PROBLEM TO WORK ON:
Please give back only the lines below from the one containing "(format x=1272, y=512)" to the one containing "(format x=57, y=100)", each repeated word for word, both ends included.

Start of Block

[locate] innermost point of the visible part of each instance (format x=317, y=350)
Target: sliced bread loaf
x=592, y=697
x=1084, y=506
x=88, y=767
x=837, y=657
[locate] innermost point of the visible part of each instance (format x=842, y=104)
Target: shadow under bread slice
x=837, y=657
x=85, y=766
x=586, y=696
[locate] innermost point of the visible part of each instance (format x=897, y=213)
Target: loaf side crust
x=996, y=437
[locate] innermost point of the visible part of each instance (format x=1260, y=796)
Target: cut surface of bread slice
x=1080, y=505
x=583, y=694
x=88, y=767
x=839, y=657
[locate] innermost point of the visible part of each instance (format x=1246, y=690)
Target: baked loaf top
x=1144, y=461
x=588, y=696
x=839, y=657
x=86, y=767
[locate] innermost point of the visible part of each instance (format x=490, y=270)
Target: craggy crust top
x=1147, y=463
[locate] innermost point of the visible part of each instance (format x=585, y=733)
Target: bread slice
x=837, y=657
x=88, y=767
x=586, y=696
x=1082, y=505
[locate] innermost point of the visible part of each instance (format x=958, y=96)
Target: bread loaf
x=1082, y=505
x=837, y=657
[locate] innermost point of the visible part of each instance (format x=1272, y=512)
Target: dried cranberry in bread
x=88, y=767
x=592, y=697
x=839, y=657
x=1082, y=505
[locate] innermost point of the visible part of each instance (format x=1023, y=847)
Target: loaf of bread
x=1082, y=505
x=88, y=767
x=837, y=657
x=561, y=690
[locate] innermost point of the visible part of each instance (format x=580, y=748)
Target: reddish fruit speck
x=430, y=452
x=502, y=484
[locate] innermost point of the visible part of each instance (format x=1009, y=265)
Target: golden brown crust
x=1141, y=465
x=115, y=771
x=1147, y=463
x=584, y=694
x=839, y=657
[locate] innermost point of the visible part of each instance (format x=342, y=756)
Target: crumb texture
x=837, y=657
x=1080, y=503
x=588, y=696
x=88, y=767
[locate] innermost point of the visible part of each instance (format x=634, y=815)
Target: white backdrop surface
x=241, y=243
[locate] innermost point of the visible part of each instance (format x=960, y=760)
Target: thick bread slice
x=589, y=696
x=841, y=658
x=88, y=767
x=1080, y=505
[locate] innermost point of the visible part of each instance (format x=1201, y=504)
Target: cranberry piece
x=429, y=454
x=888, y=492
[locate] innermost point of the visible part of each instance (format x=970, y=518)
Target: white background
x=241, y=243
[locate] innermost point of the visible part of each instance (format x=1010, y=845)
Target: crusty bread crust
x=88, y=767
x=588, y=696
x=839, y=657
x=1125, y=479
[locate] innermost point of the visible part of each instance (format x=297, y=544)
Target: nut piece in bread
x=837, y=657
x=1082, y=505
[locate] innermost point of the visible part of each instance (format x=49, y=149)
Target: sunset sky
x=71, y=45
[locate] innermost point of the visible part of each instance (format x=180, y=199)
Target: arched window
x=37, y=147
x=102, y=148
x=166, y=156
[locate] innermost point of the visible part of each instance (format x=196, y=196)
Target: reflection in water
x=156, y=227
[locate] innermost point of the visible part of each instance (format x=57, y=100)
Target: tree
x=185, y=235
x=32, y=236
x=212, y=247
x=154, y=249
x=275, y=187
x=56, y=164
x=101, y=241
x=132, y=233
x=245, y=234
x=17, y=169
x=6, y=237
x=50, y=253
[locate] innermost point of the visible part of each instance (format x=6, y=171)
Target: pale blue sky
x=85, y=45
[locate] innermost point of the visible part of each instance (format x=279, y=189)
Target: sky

End of Block

SOLUTION TO THE EXERCISE:
[locate] innermost point of the visible part of each instance (format x=1272, y=512)
Target: dried cranberry in bread
x=88, y=767
x=592, y=697
x=839, y=657
x=1082, y=505
[locate] innermost point of the visible part of each instance (format x=1023, y=847)
Target: loaf of bread
x=1082, y=505
x=88, y=767
x=837, y=657
x=561, y=690
[locate] innermost point of the visible part of each instance (format x=580, y=748)
Target: reddish fruit speck
x=430, y=452
x=502, y=484
[locate] innermost point of the visible part of each instance (format x=1009, y=265)
Target: golden brown crust
x=1141, y=465
x=115, y=771
x=1147, y=463
x=584, y=694
x=839, y=657
[locate] innermost point of the visible part of each instance (format x=342, y=756)
Target: crumb texture
x=837, y=657
x=1080, y=503
x=588, y=696
x=88, y=767
[locate] innermost point of the visible part of each instance (format x=634, y=815)
Target: white backdrop surface
x=241, y=243
[locate] innermost point of the visible part of each instance (format x=960, y=760)
Target: thick bread slice
x=589, y=696
x=841, y=658
x=88, y=767
x=1080, y=505
[locate] innermost point of the visible part of each instance (format x=1201, y=504)
Target: cranberry piece
x=429, y=454
x=888, y=492
[locate] innermost point of the visible part of each instance (format x=970, y=518)
Target: white background
x=241, y=243
[locate] innermost point of the visible part of each instance (format x=1010, y=845)
Target: crusty bread crust
x=88, y=767
x=588, y=696
x=839, y=657
x=1125, y=479
[locate] innermost point of the visible part of each instance (format x=297, y=544)
Target: nut piece in bread
x=837, y=657
x=1082, y=505
[locate] innermost point of the visible part of each instance (format x=49, y=149)
Target: sunset sky
x=71, y=45
[locate] innermost point of the visible part of each instance (format x=180, y=199)
Target: arched window
x=37, y=147
x=102, y=148
x=166, y=156
[locate] innermost point of the visible part of each instance (format x=196, y=196)
Target: reflection in water
x=156, y=227
[locate] innermost point of the visible part of each instance (format x=57, y=100)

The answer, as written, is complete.